Exercise description → Count the rows below that contain the string "spar" and reply with only that number.

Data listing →
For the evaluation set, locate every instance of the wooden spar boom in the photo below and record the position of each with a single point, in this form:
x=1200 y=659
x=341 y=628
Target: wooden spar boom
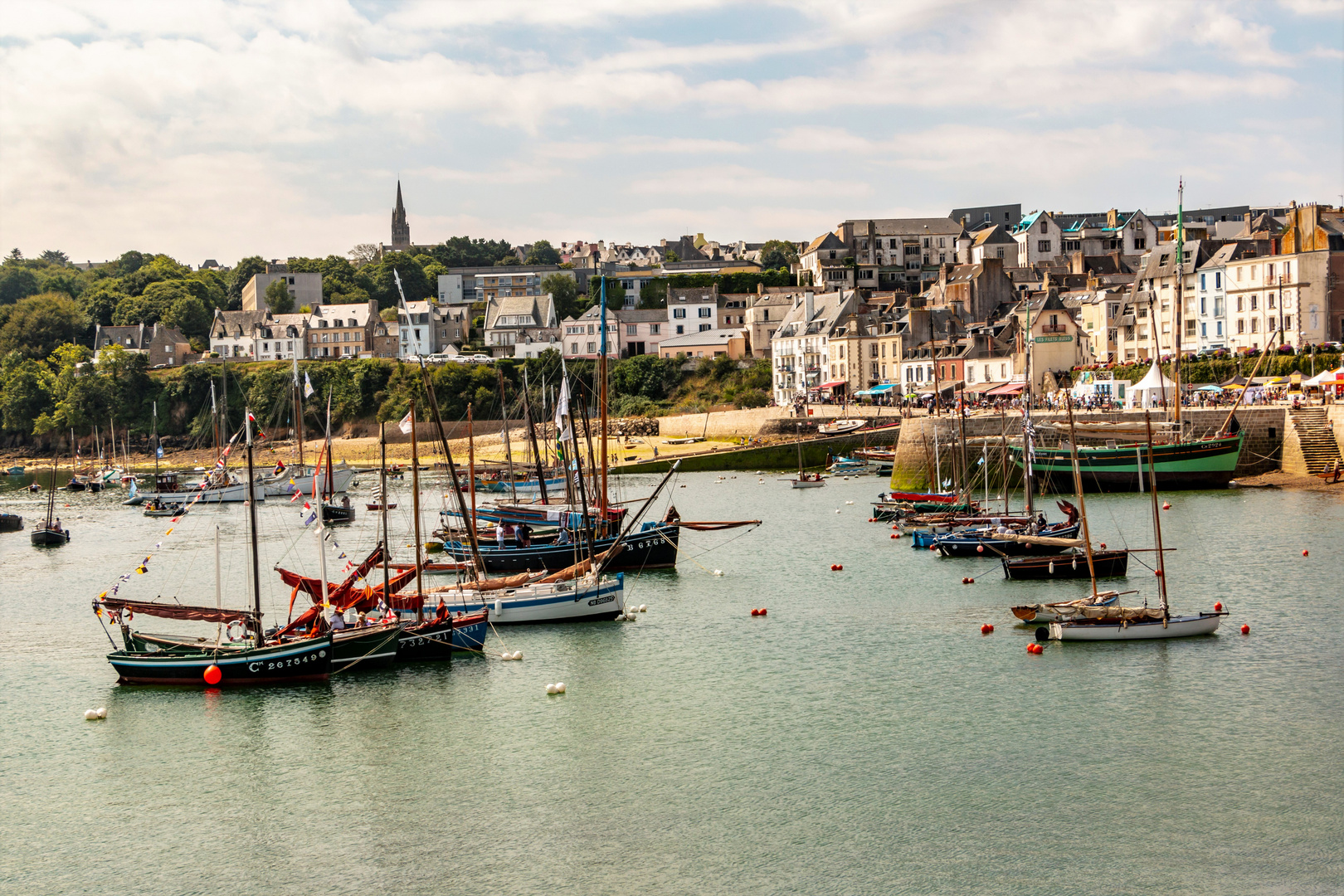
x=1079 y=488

Solution to this task → 2